[Dataset records]

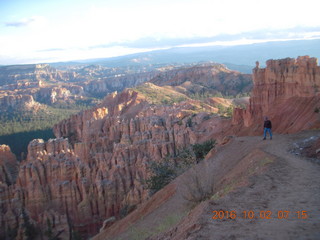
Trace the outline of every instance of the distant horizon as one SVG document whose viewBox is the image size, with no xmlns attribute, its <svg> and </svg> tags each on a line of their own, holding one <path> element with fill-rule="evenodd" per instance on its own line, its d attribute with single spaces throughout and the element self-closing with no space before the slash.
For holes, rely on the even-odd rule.
<svg viewBox="0 0 320 240">
<path fill-rule="evenodd" d="M 320 39 L 316 0 L 4 0 L 0 64 Z"/>
<path fill-rule="evenodd" d="M 194 43 L 194 44 L 188 44 L 188 45 L 181 45 L 181 46 L 173 46 L 173 47 L 167 47 L 167 48 L 158 48 L 158 49 L 147 49 L 145 51 L 137 51 L 137 52 L 131 52 L 131 53 L 124 53 L 122 55 L 116 55 L 116 56 L 101 56 L 101 57 L 89 57 L 89 58 L 78 58 L 78 59 L 61 59 L 61 60 L 51 60 L 51 61 L 43 61 L 43 62 L 37 62 L 37 61 L 30 61 L 30 62 L 15 62 L 15 63 L 9 63 L 9 64 L 5 64 L 5 63 L 0 63 L 0 66 L 11 66 L 11 65 L 33 65 L 33 64 L 57 64 L 57 63 L 77 63 L 77 64 L 85 64 L 86 62 L 92 62 L 92 61 L 99 61 L 99 60 L 110 60 L 113 58 L 121 58 L 121 57 L 129 57 L 132 55 L 136 55 L 136 54 L 144 54 L 144 53 L 154 53 L 154 52 L 161 52 L 166 51 L 166 50 L 174 50 L 174 49 L 201 49 L 201 48 L 210 48 L 210 47 L 217 47 L 217 49 L 226 49 L 226 48 L 232 48 L 232 47 L 237 47 L 237 46 L 256 46 L 257 44 L 265 44 L 265 43 L 280 43 L 280 42 L 295 42 L 295 41 L 312 41 L 312 40 L 320 40 L 320 38 L 316 38 L 316 39 L 285 39 L 285 40 L 260 40 L 260 41 L 254 41 L 251 40 L 249 41 L 249 43 L 246 43 L 245 41 L 230 41 L 230 42 L 224 42 L 223 44 L 219 44 L 216 42 L 208 42 L 208 43 Z M 237 43 L 237 44 L 232 44 L 232 43 Z M 319 52 L 320 54 L 320 52 Z M 305 54 L 305 55 L 309 55 L 310 57 L 317 57 L 314 55 L 310 55 L 310 54 Z M 316 55 L 316 54 L 315 54 Z M 290 57 L 290 56 L 288 56 Z M 298 57 L 298 56 L 296 56 Z M 204 62 L 212 62 L 212 60 L 202 60 Z M 223 64 L 223 62 L 217 62 L 217 63 L 221 63 Z M 264 63 L 262 62 L 262 65 Z M 248 65 L 249 66 L 249 65 Z M 254 66 L 254 62 L 252 62 L 250 64 L 250 66 Z"/>
</svg>

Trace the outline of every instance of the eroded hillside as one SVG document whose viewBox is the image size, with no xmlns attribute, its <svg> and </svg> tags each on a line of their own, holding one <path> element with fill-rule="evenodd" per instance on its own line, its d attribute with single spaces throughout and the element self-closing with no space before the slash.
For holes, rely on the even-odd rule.
<svg viewBox="0 0 320 240">
<path fill-rule="evenodd" d="M 206 140 L 217 139 L 222 145 L 231 135 L 260 134 L 264 115 L 274 121 L 276 132 L 285 132 L 291 125 L 299 127 L 290 132 L 318 127 L 319 111 L 315 109 L 319 107 L 320 73 L 315 60 L 303 57 L 271 63 L 265 69 L 254 69 L 250 101 L 245 110 L 235 110 L 232 118 L 228 111 L 232 113 L 235 105 L 246 100 L 232 101 L 210 94 L 222 87 L 243 90 L 244 76 L 217 66 L 203 66 L 162 73 L 134 89 L 109 94 L 97 107 L 61 121 L 54 127 L 56 139 L 36 139 L 29 144 L 16 183 L 2 184 L 1 234 L 7 236 L 10 229 L 16 229 L 17 238 L 22 239 L 27 227 L 32 230 L 41 226 L 43 234 L 50 229 L 64 239 L 77 234 L 88 237 L 104 223 L 101 236 L 108 236 L 108 231 L 116 235 L 118 232 L 112 229 L 117 229 L 121 223 L 117 221 L 129 212 L 136 209 L 128 215 L 129 219 L 135 216 L 134 223 L 142 216 L 141 207 L 150 207 L 148 213 L 156 208 L 148 205 L 145 185 L 151 162 L 174 158 L 192 144 Z M 295 87 L 303 87 L 308 94 L 296 96 L 300 90 Z M 192 91 L 209 95 L 195 97 Z M 300 105 L 292 106 L 296 102 Z M 277 118 L 276 111 L 283 109 L 282 104 L 296 116 L 305 113 L 302 116 L 310 117 L 310 124 L 301 124 L 300 117 L 290 114 Z M 237 158 L 233 154 L 230 152 L 228 159 L 242 159 L 249 152 Z M 211 151 L 207 158 L 213 155 Z M 250 165 L 249 158 L 245 162 Z M 221 177 L 237 163 L 224 164 L 227 168 L 215 167 Z M 209 167 L 206 170 L 212 171 Z M 170 202 L 175 194 L 172 185 L 167 191 L 162 191 L 165 200 L 160 197 L 160 203 Z M 157 194 L 161 192 L 154 196 Z M 178 207 L 172 205 L 171 209 Z"/>
<path fill-rule="evenodd" d="M 0 143 L 11 145 L 20 159 L 21 154 L 26 154 L 27 142 L 32 140 L 31 134 L 45 139 L 53 137 L 50 129 L 54 124 L 97 105 L 107 94 L 121 92 L 159 76 L 174 76 L 175 73 L 181 75 L 181 79 L 193 79 L 197 88 L 190 89 L 191 82 L 187 81 L 180 90 L 188 85 L 189 89 L 182 94 L 198 100 L 216 95 L 222 97 L 229 83 L 238 82 L 237 79 L 246 79 L 248 87 L 242 89 L 237 86 L 234 95 L 247 94 L 252 85 L 250 75 L 214 63 L 141 68 L 75 65 L 56 69 L 48 64 L 4 66 L 0 67 Z M 221 75 L 220 88 L 202 86 L 203 75 L 209 80 Z M 176 77 L 176 81 L 181 79 Z M 179 94 L 180 90 L 173 89 L 171 92 Z M 163 99 L 163 103 L 175 101 L 171 97 Z M 15 139 L 23 139 L 22 144 L 14 144 Z"/>
<path fill-rule="evenodd" d="M 211 78 L 221 71 L 215 65 L 196 69 Z M 191 74 L 188 81 L 197 84 L 198 70 L 177 72 Z M 241 75 L 224 71 L 233 81 Z M 14 205 L 3 203 L 3 220 L 12 223 L 3 226 L 4 234 L 10 226 L 22 237 L 16 218 L 21 211 L 44 229 L 54 223 L 53 231 L 63 238 L 70 232 L 93 235 L 106 218 L 121 218 L 148 198 L 144 181 L 151 161 L 178 155 L 213 133 L 222 135 L 229 120 L 219 116 L 227 114 L 219 106 L 231 110 L 233 101 L 208 97 L 203 101 L 172 86 L 146 83 L 109 94 L 97 107 L 60 122 L 54 127 L 57 139 L 33 140 L 16 184 L 3 190 L 17 199 Z"/>
</svg>

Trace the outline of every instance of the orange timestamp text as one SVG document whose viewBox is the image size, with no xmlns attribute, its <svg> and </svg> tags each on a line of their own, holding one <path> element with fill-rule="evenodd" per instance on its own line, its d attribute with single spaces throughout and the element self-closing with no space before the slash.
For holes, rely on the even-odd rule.
<svg viewBox="0 0 320 240">
<path fill-rule="evenodd" d="M 307 211 L 286 211 L 286 210 L 279 210 L 279 211 L 224 211 L 224 210 L 215 210 L 212 211 L 213 216 L 212 219 L 307 219 L 308 213 Z"/>
</svg>

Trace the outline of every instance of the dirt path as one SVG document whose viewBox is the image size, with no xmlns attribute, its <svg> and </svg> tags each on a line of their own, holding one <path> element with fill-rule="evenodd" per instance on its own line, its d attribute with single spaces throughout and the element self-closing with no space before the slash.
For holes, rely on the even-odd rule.
<svg viewBox="0 0 320 240">
<path fill-rule="evenodd" d="M 178 177 L 172 183 L 176 193 L 168 201 L 130 223 L 116 238 L 100 234 L 96 239 L 320 239 L 320 164 L 289 152 L 295 143 L 310 136 L 320 137 L 320 132 L 275 135 L 272 141 L 262 141 L 261 137 L 235 138 L 214 156 Z M 261 159 L 266 157 L 272 158 L 273 163 L 251 177 L 245 187 L 190 210 L 184 196 L 194 173 L 208 185 L 208 176 L 214 176 L 216 182 L 237 179 L 250 172 L 252 166 L 261 166 Z M 160 197 L 161 194 L 165 192 L 159 192 Z M 212 219 L 212 211 L 220 210 L 236 211 L 237 217 Z M 255 217 L 243 218 L 244 211 L 247 215 L 253 211 Z M 284 211 L 289 211 L 288 216 Z M 260 213 L 262 217 L 263 213 L 270 214 L 270 219 L 260 218 Z M 124 219 L 122 224 L 128 223 Z"/>
<path fill-rule="evenodd" d="M 320 239 L 320 165 L 288 152 L 294 142 L 310 134 L 314 133 L 279 135 L 259 144 L 276 161 L 266 173 L 253 177 L 249 187 L 211 201 L 200 220 L 203 227 L 188 239 Z M 234 210 L 238 216 L 213 220 L 214 210 Z M 240 218 L 243 211 L 254 211 L 257 218 Z M 260 211 L 271 211 L 271 219 L 261 219 Z M 278 211 L 290 212 L 279 219 Z M 281 213 L 279 217 L 285 217 Z"/>
</svg>

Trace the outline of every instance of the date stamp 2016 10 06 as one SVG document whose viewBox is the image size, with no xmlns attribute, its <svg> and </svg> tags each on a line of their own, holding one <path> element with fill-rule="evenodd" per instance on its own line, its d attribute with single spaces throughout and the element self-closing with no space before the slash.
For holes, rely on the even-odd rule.
<svg viewBox="0 0 320 240">
<path fill-rule="evenodd" d="M 224 211 L 224 210 L 215 210 L 212 211 L 212 219 L 307 219 L 307 211 L 287 211 L 287 210 L 278 210 L 275 212 L 272 211 Z"/>
</svg>

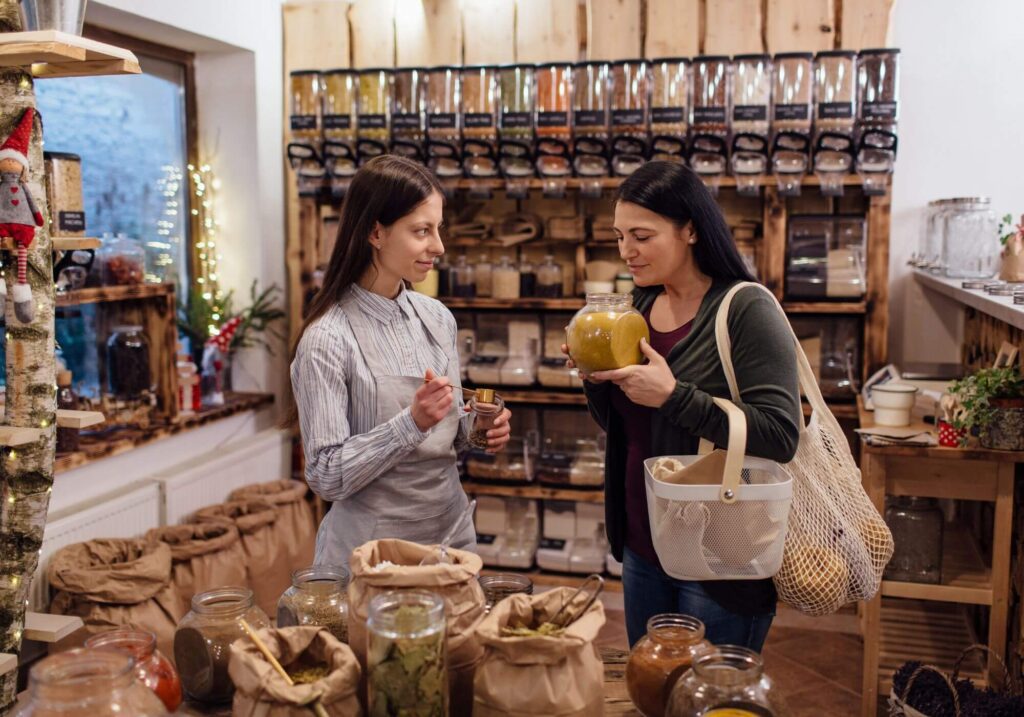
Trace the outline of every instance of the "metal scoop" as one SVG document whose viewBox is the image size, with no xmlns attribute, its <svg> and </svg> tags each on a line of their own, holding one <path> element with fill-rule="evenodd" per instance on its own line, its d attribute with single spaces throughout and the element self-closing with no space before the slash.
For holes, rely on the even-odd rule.
<svg viewBox="0 0 1024 717">
<path fill-rule="evenodd" d="M 582 608 L 574 610 L 572 604 L 576 602 L 576 598 L 586 593 L 588 589 L 587 586 L 591 583 L 594 583 L 593 587 L 590 588 L 593 590 L 593 595 L 583 603 Z M 596 573 L 587 577 L 587 579 L 580 584 L 579 589 L 572 594 L 572 597 L 566 600 L 565 604 L 562 605 L 562 609 L 556 612 L 548 622 L 564 630 L 586 614 L 587 610 L 590 609 L 590 606 L 597 601 L 602 590 L 604 590 L 604 578 Z"/>
<path fill-rule="evenodd" d="M 466 506 L 466 512 L 464 512 L 459 519 L 455 521 L 455 525 L 448 531 L 448 535 L 444 536 L 441 544 L 437 546 L 437 551 L 430 551 L 427 555 L 423 556 L 423 560 L 420 561 L 420 565 L 443 565 L 452 562 L 452 559 L 448 557 L 448 546 L 455 540 L 455 536 L 462 530 L 462 526 L 466 523 L 466 519 L 472 519 L 473 511 L 476 510 L 476 500 L 469 501 L 469 505 Z"/>
</svg>

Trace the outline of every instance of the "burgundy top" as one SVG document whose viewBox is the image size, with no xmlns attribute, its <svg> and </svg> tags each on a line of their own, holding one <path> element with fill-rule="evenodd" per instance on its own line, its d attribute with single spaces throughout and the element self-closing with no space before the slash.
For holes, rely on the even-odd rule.
<svg viewBox="0 0 1024 717">
<path fill-rule="evenodd" d="M 667 333 L 651 326 L 650 312 L 644 314 L 651 330 L 651 348 L 668 356 L 672 348 L 686 338 L 693 327 L 687 321 Z M 644 461 L 652 458 L 651 417 L 655 409 L 630 401 L 618 386 L 612 387 L 612 408 L 622 416 L 626 433 L 626 547 L 652 565 L 661 566 L 651 540 L 651 523 L 647 512 L 647 487 L 644 482 Z"/>
</svg>

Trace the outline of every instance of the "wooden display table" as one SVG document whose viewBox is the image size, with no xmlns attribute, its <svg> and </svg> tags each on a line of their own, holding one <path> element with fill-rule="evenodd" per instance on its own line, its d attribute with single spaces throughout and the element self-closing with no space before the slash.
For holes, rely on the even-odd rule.
<svg viewBox="0 0 1024 717">
<path fill-rule="evenodd" d="M 862 428 L 874 414 L 860 410 Z M 986 565 L 969 531 L 946 525 L 942 582 L 938 585 L 883 580 L 881 594 L 865 603 L 863 717 L 874 717 L 887 697 L 893 672 L 908 660 L 951 670 L 960 651 L 975 640 L 964 605 L 990 608 L 988 646 L 1005 656 L 1010 593 L 1013 488 L 1024 452 L 984 448 L 918 448 L 861 444 L 864 488 L 880 513 L 885 497 L 919 496 L 993 503 L 992 560 Z M 998 668 L 990 661 L 989 674 Z M 994 668 L 994 670 L 993 670 Z M 962 675 L 986 681 L 985 671 Z"/>
</svg>

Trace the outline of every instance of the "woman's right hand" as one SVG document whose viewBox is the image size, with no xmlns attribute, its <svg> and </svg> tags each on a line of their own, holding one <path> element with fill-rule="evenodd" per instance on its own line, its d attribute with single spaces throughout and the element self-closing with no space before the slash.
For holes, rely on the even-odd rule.
<svg viewBox="0 0 1024 717">
<path fill-rule="evenodd" d="M 569 346 L 568 346 L 568 344 L 562 344 L 562 353 L 566 355 L 565 367 L 566 368 L 576 368 L 576 364 L 573 363 L 572 356 L 569 356 Z M 580 373 L 580 378 L 583 379 L 584 381 L 588 382 L 588 383 L 604 383 L 604 381 L 598 381 L 598 380 L 596 380 L 594 378 L 591 378 L 590 376 L 587 376 L 582 371 L 580 371 L 579 373 Z"/>
<path fill-rule="evenodd" d="M 452 382 L 447 376 L 437 377 L 427 369 L 424 383 L 416 389 L 412 399 L 412 420 L 421 431 L 436 426 L 452 410 Z"/>
</svg>

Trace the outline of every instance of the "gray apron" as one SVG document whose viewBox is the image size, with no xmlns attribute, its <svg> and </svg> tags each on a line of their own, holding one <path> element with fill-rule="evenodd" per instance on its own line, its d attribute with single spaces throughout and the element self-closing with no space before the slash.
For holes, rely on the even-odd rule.
<svg viewBox="0 0 1024 717">
<path fill-rule="evenodd" d="M 415 302 L 410 303 L 427 336 L 443 348 L 443 327 L 436 325 Z M 380 425 L 412 405 L 413 395 L 423 385 L 423 376 L 388 375 L 385 362 L 370 340 L 373 327 L 362 310 L 348 298 L 342 300 L 342 308 L 363 359 L 376 379 L 376 424 Z M 449 352 L 444 353 L 447 356 Z M 459 366 L 452 363 L 432 368 L 438 375 L 447 375 L 458 390 Z M 456 400 L 451 412 L 399 463 L 355 495 L 331 505 L 317 531 L 317 565 L 338 565 L 348 573 L 352 551 L 369 540 L 401 538 L 427 545 L 441 542 L 469 505 L 456 464 L 459 405 Z M 452 545 L 476 549 L 473 521 L 455 536 Z"/>
</svg>

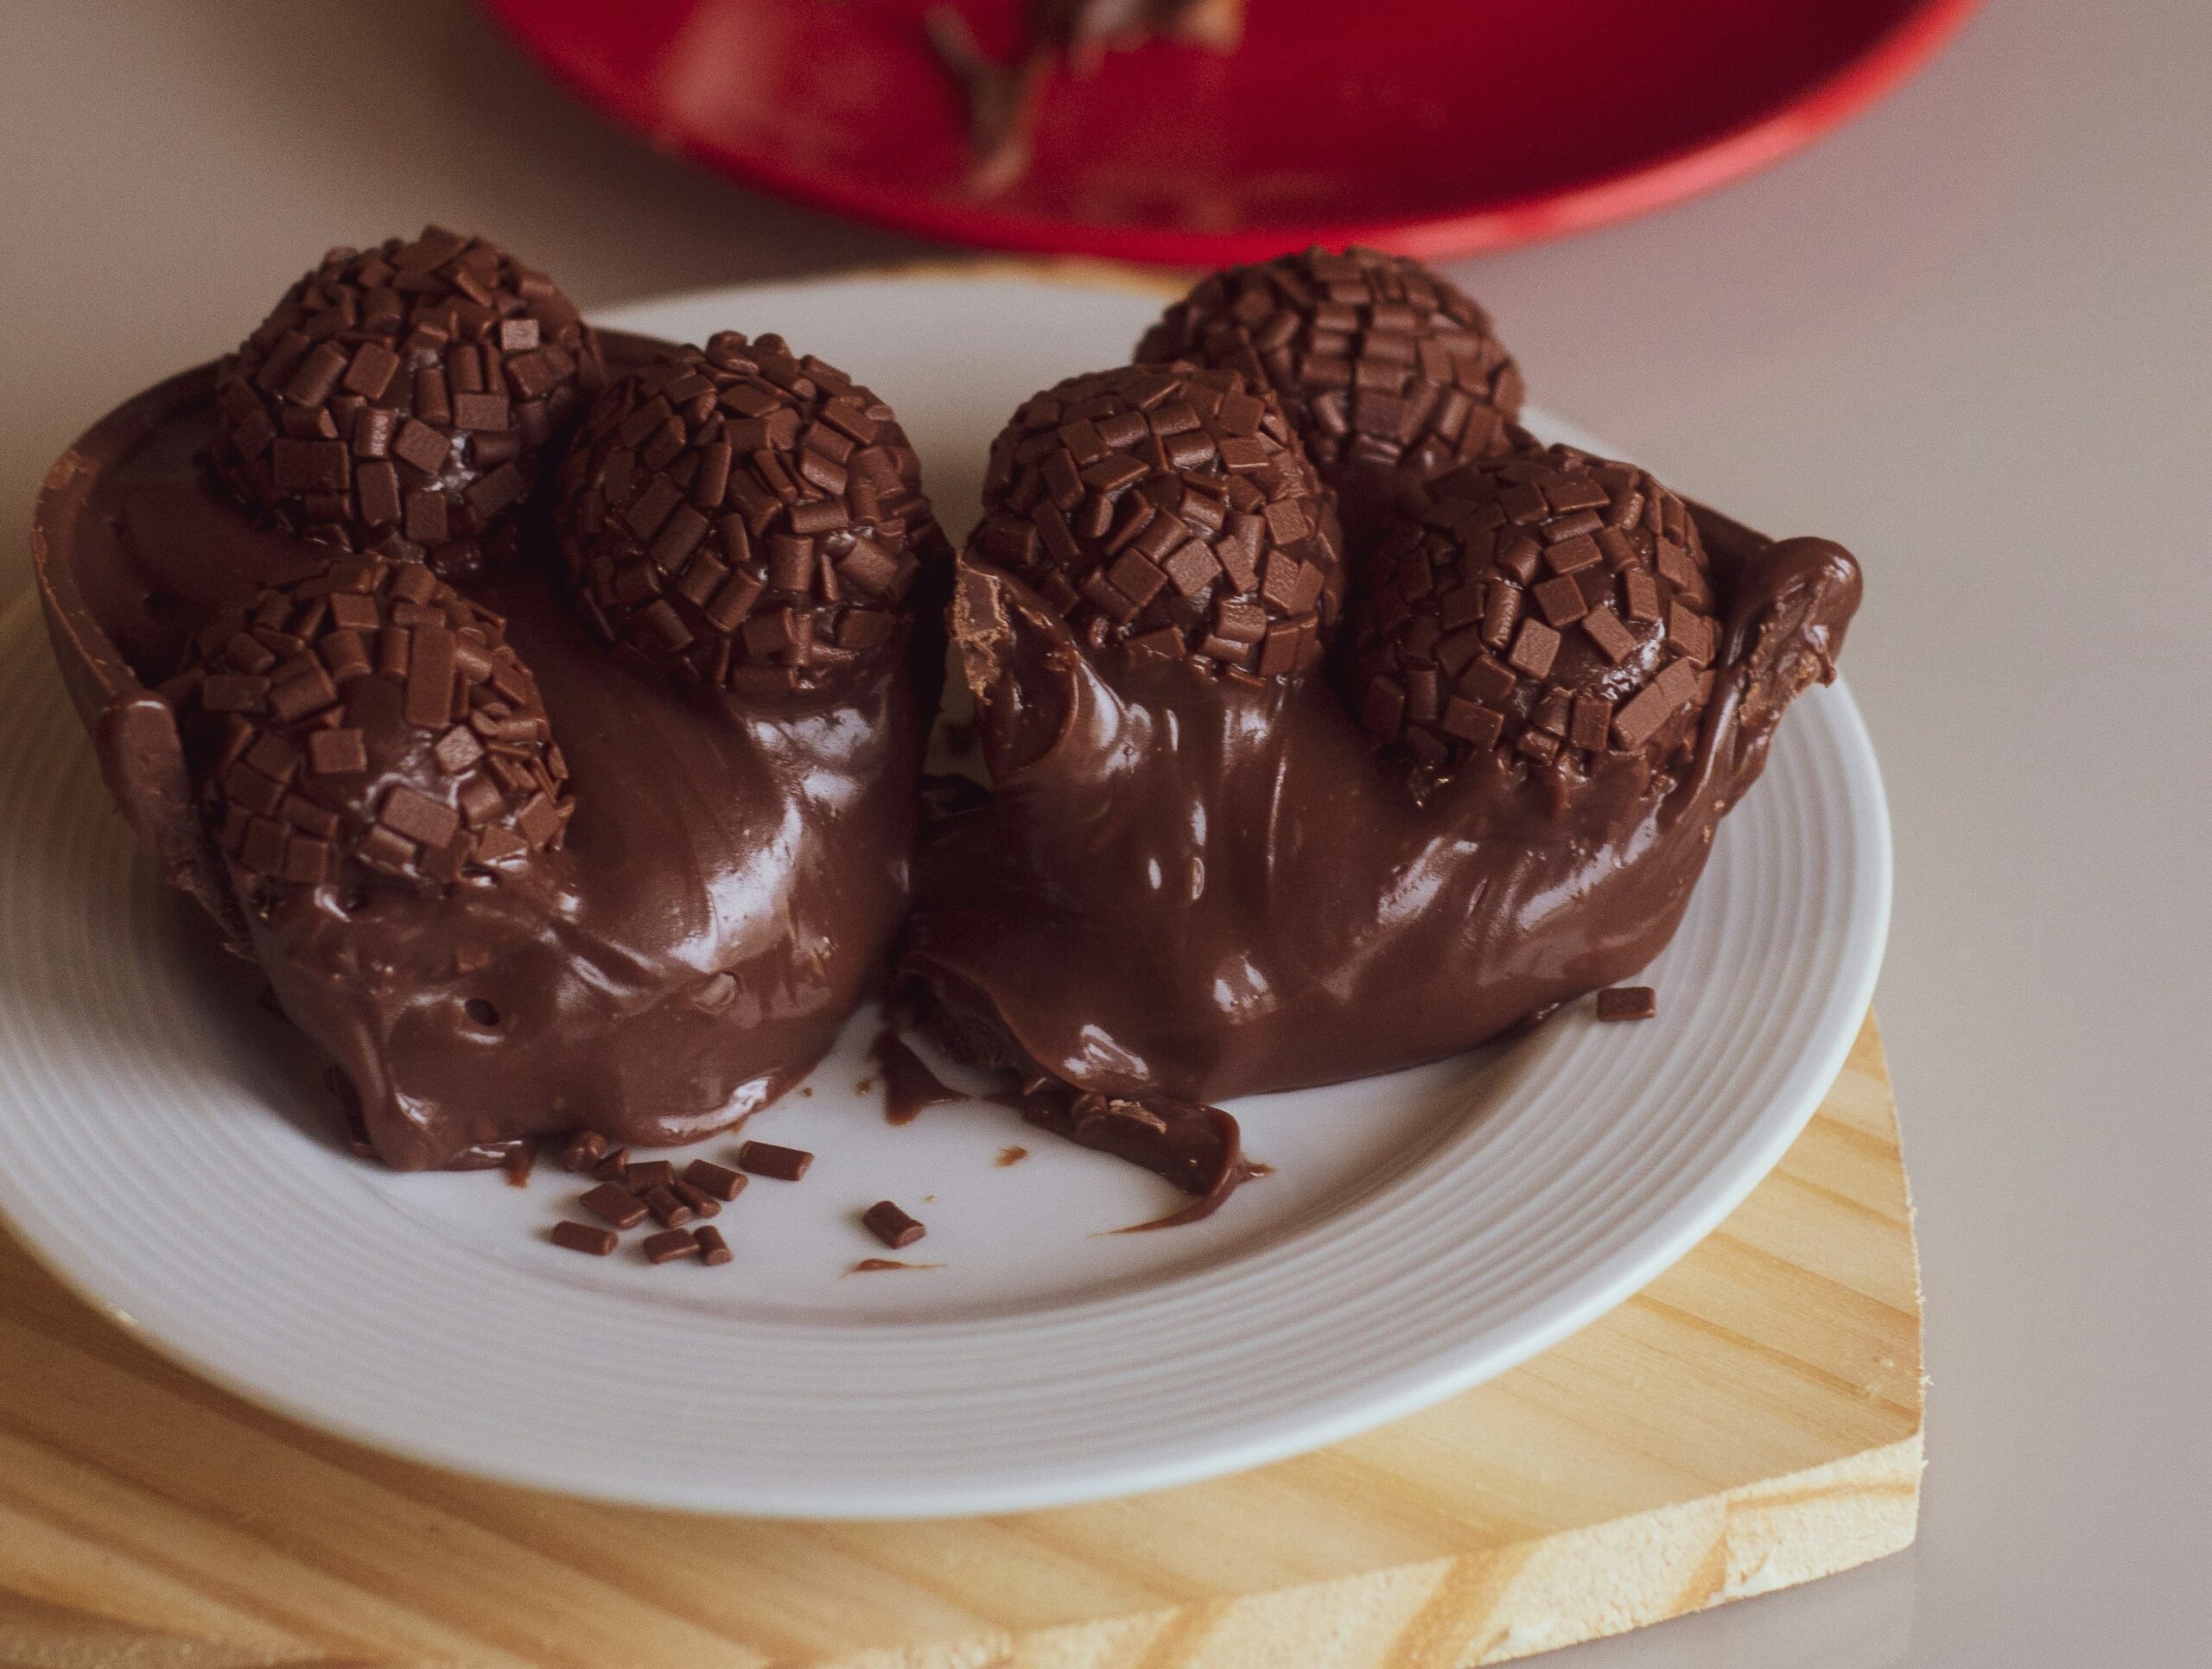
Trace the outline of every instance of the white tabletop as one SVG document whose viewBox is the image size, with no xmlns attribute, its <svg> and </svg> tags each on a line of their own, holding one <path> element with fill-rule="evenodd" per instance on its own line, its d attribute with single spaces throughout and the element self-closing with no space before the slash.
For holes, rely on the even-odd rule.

#### WHAT YOU WILL DO
Only the lines from the one containing "Trace the outline of every instance of the white" to the end of the records should be repeated, exactly as they appear.

#### RESULT OF THE TASK
Trace the outline of every instance of the white tabletop as one SVG document whose viewBox is the image size, with no xmlns attribute, its <svg> and </svg> tags each on a line of their own, holding one <path> element with fill-rule="evenodd" per instance on its own line, its d attribute with single spaces throughout and the element self-closing with no space before the slash.
For holes, rely on the even-odd rule.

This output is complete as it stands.